***** INFORMATION SUPPLIED

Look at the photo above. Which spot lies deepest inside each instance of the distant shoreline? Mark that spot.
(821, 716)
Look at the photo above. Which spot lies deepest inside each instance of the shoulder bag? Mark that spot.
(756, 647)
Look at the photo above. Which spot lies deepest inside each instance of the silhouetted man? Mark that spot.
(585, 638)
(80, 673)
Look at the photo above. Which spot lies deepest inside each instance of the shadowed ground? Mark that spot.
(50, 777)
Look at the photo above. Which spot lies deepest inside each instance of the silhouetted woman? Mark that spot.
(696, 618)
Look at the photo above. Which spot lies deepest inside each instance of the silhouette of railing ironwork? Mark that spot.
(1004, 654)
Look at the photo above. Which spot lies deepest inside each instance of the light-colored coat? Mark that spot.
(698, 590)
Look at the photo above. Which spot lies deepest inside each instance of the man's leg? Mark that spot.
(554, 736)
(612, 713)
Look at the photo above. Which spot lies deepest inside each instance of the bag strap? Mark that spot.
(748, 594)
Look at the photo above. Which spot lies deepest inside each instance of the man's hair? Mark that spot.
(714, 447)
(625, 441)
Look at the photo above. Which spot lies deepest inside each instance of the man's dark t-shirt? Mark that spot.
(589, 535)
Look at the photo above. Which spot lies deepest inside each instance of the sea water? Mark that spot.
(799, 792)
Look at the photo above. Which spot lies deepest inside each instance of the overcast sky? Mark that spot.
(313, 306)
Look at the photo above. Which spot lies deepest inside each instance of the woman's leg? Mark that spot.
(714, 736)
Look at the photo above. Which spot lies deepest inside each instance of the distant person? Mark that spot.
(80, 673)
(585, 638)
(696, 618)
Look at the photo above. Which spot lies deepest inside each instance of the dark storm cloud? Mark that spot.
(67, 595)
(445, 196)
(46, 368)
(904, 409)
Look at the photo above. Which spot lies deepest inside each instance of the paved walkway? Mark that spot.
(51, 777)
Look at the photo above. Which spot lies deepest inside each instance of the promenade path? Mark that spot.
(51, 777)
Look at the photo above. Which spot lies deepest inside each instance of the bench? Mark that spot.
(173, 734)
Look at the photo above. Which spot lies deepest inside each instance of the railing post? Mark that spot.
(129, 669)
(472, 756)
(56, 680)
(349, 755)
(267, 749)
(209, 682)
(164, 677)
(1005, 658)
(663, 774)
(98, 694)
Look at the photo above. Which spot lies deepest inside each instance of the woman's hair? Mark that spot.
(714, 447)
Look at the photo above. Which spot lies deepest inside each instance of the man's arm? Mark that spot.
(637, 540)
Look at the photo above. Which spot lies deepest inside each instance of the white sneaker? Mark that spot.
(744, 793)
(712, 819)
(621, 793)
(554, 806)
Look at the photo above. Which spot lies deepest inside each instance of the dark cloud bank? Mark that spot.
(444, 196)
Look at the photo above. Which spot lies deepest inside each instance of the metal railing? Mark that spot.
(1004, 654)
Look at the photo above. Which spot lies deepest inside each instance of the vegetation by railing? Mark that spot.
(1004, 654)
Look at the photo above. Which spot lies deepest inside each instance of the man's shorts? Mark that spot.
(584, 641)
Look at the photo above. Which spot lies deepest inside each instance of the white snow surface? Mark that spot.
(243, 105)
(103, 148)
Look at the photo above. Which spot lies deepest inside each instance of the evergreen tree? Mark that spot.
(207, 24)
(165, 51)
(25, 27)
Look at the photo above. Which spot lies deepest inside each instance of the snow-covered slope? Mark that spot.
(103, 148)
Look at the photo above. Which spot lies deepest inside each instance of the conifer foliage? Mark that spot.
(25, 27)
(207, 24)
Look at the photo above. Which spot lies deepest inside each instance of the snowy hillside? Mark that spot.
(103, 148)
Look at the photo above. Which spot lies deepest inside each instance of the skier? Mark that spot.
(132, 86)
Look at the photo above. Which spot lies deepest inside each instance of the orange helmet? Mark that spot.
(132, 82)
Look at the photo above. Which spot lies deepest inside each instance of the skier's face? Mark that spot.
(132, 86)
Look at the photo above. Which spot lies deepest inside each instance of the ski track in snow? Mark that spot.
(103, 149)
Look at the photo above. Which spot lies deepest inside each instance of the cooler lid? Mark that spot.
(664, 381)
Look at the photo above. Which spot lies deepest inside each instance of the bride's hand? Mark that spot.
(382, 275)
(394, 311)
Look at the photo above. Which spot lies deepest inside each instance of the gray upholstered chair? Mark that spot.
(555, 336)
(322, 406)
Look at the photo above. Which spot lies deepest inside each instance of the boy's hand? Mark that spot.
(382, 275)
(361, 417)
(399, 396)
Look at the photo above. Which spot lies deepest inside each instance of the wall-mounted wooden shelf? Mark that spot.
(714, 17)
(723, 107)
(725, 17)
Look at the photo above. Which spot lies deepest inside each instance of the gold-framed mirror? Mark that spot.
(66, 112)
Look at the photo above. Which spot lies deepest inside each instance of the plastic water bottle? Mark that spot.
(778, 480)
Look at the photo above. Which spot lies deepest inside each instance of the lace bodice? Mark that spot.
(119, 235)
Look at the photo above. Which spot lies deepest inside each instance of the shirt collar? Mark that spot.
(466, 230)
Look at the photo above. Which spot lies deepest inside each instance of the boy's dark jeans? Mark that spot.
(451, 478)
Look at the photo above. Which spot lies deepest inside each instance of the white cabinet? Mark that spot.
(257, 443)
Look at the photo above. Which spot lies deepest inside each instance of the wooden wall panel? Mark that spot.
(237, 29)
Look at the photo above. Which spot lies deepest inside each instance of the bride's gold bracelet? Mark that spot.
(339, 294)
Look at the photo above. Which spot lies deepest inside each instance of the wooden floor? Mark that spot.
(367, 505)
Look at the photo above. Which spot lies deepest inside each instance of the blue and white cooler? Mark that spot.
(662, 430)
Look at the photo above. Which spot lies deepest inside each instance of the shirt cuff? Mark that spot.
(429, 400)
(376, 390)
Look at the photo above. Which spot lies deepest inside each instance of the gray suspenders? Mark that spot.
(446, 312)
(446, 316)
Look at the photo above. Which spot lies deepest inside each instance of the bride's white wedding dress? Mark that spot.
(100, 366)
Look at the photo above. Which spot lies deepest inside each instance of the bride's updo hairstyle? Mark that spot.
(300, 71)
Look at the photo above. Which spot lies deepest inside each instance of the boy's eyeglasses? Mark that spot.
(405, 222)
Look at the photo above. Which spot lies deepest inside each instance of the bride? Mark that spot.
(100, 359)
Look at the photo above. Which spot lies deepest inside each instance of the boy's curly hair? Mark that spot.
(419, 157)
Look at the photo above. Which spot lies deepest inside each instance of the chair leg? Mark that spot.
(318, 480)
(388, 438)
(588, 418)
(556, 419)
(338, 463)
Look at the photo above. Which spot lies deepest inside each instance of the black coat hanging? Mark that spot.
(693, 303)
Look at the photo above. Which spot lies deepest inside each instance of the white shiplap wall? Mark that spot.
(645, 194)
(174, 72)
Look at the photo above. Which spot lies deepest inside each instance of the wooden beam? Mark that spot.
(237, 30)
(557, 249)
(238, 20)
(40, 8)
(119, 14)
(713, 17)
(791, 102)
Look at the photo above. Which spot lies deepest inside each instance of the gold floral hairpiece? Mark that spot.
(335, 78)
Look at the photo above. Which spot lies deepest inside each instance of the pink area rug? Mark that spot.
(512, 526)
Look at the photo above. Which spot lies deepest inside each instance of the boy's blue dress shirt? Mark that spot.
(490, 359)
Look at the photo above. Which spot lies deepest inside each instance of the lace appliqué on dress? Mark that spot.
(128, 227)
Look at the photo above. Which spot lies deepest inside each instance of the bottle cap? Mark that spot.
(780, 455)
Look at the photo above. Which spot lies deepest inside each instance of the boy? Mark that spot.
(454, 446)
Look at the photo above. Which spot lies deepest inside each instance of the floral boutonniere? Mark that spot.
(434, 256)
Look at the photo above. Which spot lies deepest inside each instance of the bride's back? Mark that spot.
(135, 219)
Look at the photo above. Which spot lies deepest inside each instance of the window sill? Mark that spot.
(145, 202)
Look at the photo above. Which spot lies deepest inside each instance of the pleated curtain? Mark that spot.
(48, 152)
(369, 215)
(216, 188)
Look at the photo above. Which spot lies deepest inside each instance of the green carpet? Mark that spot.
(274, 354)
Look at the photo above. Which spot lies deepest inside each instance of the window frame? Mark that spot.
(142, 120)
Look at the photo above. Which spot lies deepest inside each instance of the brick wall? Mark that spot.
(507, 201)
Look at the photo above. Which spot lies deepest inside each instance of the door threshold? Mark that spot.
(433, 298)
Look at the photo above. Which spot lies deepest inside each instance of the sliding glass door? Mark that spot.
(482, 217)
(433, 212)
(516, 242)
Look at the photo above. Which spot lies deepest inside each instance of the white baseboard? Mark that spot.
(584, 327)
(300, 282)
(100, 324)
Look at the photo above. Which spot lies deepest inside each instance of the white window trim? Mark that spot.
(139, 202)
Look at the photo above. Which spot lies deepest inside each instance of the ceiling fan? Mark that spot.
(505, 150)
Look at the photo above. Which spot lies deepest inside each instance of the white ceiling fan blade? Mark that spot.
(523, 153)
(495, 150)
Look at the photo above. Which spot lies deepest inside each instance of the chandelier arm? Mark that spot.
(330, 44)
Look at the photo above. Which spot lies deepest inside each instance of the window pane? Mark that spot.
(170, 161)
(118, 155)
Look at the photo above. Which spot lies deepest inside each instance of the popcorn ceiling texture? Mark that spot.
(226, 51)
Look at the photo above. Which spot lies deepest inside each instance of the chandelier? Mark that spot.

**********

[AIM] Write the lines out exactly, from the one with "fan? Mark that spot." down to the last line of the listing, and leave out all others.

[EXERCISE OUTPUT]
Look at the photo above. Which spot lies deepest inside each instance of the ceiling fan? Mark that spot.
(505, 150)
Look at the photo above. Which spot lies deepest inside each instance of the white ceiling fan blade? Mark that spot.
(523, 153)
(495, 150)
Look at the photo above. Which spot lies deepest inside each instance of the chandelier arm? Mark that spot.
(330, 44)
Look at the photo above. Which spot lies deepest inside each instance of the window pane? Mark that spot.
(170, 161)
(118, 155)
Look at the photo above. Which spot lies deepest inside each instance of the popcorn ceiling texture? Mark that spot.
(226, 51)
Look at the photo above. Which spot lies deepest inside each instance of the chandelier? Mark that spot.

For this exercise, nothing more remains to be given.